**EXERCISE:**
In the records below, find the line that contains "the roof eave" and the line that contains "TARGET = white sock", then retype exactly those two lines and every line between them.

(Beginning of RECORD SET)

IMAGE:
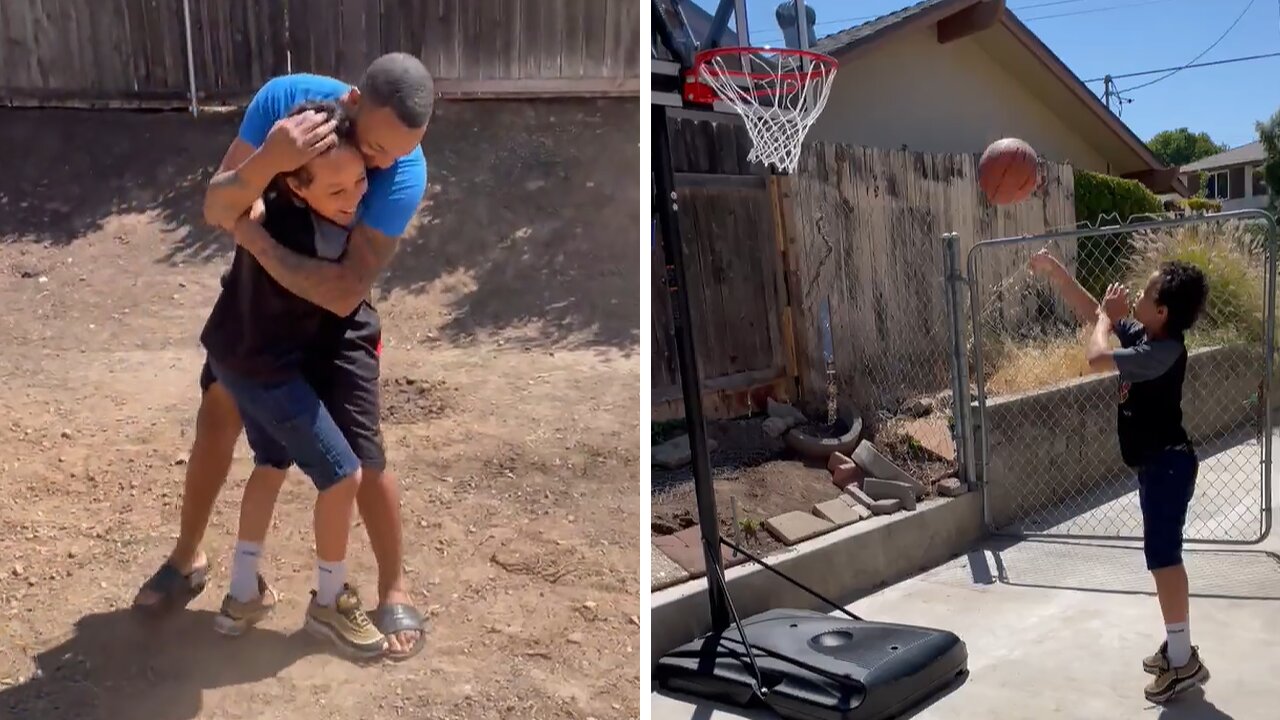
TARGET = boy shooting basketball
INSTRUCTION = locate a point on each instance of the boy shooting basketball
(1152, 364)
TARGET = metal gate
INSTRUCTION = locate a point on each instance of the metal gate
(1046, 450)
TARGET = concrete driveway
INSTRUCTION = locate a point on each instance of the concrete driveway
(1057, 629)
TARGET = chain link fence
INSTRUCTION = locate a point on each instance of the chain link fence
(1046, 424)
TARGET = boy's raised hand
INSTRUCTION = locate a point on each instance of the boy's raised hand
(1115, 302)
(1045, 264)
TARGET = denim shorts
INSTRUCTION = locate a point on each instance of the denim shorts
(348, 387)
(286, 423)
(1165, 490)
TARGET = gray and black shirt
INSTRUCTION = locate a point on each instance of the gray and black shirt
(1150, 418)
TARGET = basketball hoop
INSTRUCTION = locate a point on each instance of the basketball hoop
(778, 94)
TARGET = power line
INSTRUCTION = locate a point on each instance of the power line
(1211, 63)
(1215, 44)
(1092, 10)
(775, 35)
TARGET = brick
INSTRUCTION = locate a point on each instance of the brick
(841, 511)
(686, 550)
(796, 527)
(886, 506)
(849, 474)
(776, 427)
(663, 570)
(785, 411)
(880, 488)
(933, 434)
(876, 465)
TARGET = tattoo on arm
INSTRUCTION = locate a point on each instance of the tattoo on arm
(236, 187)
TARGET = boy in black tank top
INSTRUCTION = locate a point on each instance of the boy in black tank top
(265, 345)
(1151, 364)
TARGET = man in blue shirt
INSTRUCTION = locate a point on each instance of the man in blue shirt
(391, 106)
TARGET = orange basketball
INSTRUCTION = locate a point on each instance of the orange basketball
(1008, 171)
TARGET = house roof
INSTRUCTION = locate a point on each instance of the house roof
(933, 10)
(856, 35)
(1251, 153)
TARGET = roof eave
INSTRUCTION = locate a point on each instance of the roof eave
(1059, 68)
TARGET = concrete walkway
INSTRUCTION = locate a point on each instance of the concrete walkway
(1059, 628)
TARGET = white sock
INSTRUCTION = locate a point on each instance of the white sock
(1179, 637)
(329, 579)
(245, 570)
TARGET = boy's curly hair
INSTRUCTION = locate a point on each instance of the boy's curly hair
(1183, 291)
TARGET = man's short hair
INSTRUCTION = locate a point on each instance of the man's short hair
(400, 82)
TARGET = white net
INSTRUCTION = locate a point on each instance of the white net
(778, 96)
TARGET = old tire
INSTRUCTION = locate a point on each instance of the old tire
(821, 449)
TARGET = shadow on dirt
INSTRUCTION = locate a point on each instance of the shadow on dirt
(120, 665)
(530, 215)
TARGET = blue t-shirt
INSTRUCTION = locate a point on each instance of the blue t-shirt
(393, 194)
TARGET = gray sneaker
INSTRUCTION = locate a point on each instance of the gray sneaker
(237, 616)
(1173, 680)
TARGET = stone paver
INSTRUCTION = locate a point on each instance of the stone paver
(886, 506)
(664, 570)
(841, 511)
(795, 527)
(880, 488)
(871, 459)
(1056, 629)
(859, 496)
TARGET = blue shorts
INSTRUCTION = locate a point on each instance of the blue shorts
(287, 423)
(1165, 490)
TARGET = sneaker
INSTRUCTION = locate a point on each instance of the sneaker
(1173, 680)
(346, 625)
(1153, 664)
(237, 616)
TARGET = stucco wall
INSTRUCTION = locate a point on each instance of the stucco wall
(942, 99)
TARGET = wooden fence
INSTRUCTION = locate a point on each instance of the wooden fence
(135, 53)
(735, 272)
(864, 232)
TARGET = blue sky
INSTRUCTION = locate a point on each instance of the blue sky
(1096, 37)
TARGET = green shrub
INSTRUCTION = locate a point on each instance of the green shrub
(1234, 269)
(1106, 200)
(1102, 196)
(1202, 205)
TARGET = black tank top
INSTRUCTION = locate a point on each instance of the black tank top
(1150, 418)
(259, 328)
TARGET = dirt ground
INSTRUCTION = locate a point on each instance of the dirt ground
(511, 417)
(762, 492)
(766, 478)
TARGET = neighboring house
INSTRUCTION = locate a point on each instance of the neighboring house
(1233, 178)
(951, 76)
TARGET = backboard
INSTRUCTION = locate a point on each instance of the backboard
(684, 27)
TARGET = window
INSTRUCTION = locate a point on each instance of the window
(1217, 186)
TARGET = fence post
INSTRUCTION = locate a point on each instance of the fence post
(191, 58)
(963, 431)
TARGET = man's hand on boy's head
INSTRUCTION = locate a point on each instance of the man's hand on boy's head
(296, 140)
(1115, 302)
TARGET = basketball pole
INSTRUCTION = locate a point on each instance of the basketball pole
(690, 377)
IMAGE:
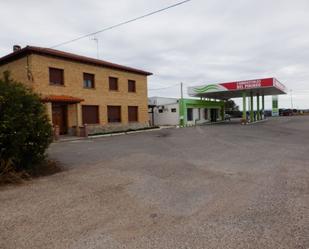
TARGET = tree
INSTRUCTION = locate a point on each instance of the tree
(25, 131)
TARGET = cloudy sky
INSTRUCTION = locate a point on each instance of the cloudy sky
(200, 42)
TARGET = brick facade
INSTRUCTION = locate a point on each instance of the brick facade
(33, 70)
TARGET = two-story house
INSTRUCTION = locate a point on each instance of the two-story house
(78, 90)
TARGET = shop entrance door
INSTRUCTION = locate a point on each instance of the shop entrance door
(213, 115)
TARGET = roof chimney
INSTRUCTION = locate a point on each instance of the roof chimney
(16, 48)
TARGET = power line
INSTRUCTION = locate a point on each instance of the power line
(163, 88)
(121, 24)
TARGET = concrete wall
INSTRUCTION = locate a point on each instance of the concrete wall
(167, 117)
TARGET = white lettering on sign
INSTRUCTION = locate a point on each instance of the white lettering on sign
(279, 85)
(248, 84)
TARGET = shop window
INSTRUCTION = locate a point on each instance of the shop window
(189, 114)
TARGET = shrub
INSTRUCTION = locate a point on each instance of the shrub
(25, 131)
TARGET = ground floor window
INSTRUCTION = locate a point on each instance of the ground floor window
(189, 114)
(133, 113)
(90, 114)
(114, 114)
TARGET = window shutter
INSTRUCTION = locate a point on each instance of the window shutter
(114, 114)
(90, 114)
(133, 113)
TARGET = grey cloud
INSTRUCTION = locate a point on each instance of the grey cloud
(200, 42)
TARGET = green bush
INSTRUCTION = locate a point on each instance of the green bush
(25, 131)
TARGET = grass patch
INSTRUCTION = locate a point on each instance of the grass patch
(8, 175)
(123, 131)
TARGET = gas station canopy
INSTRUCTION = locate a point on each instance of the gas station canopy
(261, 87)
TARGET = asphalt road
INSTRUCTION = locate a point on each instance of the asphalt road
(218, 186)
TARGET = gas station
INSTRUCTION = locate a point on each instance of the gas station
(258, 88)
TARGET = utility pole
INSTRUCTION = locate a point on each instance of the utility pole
(181, 90)
(182, 108)
(291, 99)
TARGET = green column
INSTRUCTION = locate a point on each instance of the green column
(258, 116)
(244, 106)
(251, 108)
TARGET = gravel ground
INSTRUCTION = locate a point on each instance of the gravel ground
(219, 186)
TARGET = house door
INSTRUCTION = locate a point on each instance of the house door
(60, 117)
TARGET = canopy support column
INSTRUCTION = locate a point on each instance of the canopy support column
(263, 106)
(258, 113)
(251, 108)
(244, 106)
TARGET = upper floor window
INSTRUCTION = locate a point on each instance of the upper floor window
(132, 113)
(113, 84)
(114, 114)
(88, 80)
(131, 86)
(90, 114)
(56, 76)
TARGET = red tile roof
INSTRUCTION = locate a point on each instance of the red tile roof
(68, 56)
(61, 98)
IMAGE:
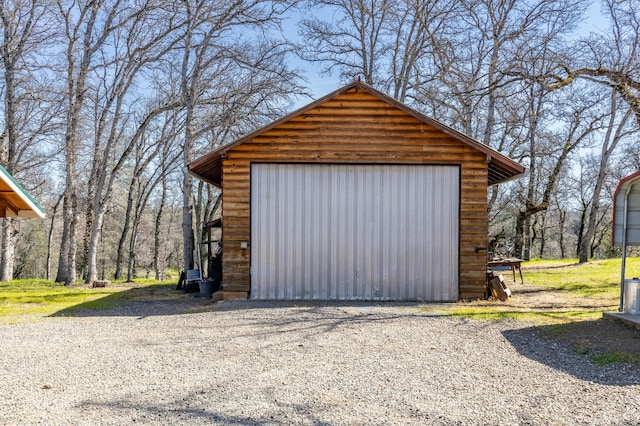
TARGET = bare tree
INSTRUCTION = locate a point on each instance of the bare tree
(86, 27)
(616, 130)
(28, 110)
(208, 53)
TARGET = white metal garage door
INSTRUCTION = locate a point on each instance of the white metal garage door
(374, 232)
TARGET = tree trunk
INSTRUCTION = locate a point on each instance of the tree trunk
(125, 230)
(156, 233)
(63, 256)
(50, 238)
(561, 225)
(608, 147)
(9, 234)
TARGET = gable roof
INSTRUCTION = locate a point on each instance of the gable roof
(14, 200)
(501, 168)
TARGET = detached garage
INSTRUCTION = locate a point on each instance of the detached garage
(355, 197)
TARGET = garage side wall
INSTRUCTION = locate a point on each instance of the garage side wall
(354, 128)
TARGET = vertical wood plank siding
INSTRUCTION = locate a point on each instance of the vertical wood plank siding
(355, 128)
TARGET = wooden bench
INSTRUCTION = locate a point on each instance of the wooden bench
(511, 263)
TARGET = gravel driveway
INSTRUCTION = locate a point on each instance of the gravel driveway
(266, 363)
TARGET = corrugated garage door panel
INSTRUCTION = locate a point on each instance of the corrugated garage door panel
(375, 232)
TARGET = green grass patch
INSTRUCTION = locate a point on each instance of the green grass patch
(505, 312)
(32, 300)
(592, 279)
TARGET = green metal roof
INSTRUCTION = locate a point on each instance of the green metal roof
(16, 201)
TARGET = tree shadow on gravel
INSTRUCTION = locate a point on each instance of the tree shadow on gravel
(190, 410)
(600, 351)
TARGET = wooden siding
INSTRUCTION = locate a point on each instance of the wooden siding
(355, 127)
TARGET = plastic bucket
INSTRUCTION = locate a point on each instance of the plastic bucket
(206, 287)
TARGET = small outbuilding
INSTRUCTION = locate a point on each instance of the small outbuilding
(355, 197)
(15, 201)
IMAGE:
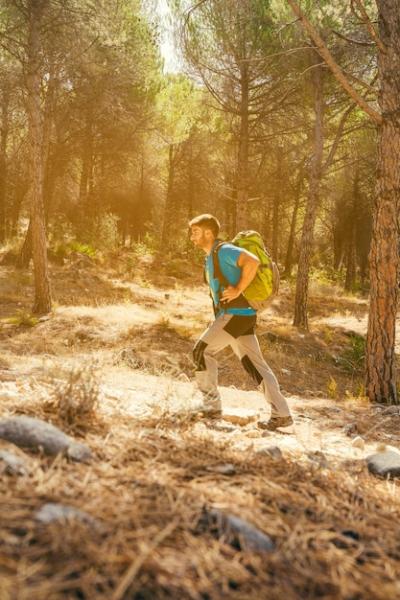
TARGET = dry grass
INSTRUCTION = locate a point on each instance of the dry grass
(333, 529)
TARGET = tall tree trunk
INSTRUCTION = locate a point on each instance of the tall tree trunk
(276, 205)
(243, 151)
(49, 163)
(351, 245)
(42, 303)
(307, 237)
(293, 223)
(86, 179)
(169, 212)
(3, 161)
(267, 230)
(384, 253)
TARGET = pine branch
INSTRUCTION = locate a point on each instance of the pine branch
(332, 64)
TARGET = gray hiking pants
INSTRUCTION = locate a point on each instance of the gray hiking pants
(236, 331)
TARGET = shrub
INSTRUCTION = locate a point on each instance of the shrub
(75, 396)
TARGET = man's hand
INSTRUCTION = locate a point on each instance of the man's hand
(230, 293)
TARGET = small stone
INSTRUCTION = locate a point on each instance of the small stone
(236, 531)
(52, 512)
(319, 458)
(254, 433)
(358, 442)
(227, 469)
(239, 416)
(12, 464)
(350, 429)
(224, 426)
(6, 375)
(272, 451)
(384, 464)
(29, 432)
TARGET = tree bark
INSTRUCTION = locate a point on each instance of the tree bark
(169, 212)
(384, 253)
(3, 161)
(276, 205)
(351, 263)
(243, 151)
(42, 302)
(307, 237)
(293, 223)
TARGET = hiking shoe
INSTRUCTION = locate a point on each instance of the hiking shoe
(214, 413)
(275, 422)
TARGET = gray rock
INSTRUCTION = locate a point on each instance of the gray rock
(52, 512)
(225, 469)
(12, 464)
(358, 442)
(319, 458)
(350, 429)
(235, 531)
(384, 464)
(29, 432)
(224, 426)
(272, 451)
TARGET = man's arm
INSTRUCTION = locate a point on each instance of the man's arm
(249, 265)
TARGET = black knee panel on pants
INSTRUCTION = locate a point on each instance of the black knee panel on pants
(198, 355)
(251, 369)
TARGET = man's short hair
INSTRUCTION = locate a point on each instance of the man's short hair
(207, 221)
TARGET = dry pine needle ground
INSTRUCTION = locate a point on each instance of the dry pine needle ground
(335, 532)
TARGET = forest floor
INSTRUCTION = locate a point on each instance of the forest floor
(156, 469)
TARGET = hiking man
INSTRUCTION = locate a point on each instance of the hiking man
(234, 324)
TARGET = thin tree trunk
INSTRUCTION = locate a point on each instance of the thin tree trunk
(293, 224)
(243, 152)
(276, 205)
(384, 253)
(169, 212)
(307, 238)
(3, 162)
(351, 246)
(42, 303)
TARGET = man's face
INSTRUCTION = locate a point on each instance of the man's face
(198, 236)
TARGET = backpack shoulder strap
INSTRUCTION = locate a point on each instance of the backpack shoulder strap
(217, 268)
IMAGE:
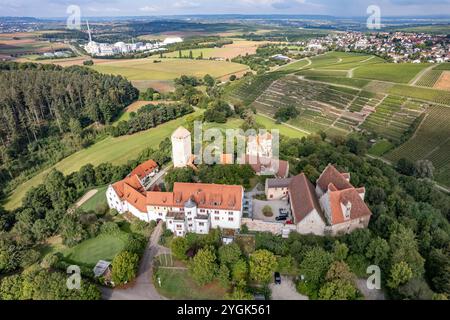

(End of RECORD SET)

**ANSWER TO THE EXERCISE:**
INSTRUCTION = locate a point on each instance of the roof eave
(1059, 68)
TARGET = concrete walkway
INSTRUCTION = locate a point on each instance of the concrete walkway
(1059, 628)
TARGET = white sock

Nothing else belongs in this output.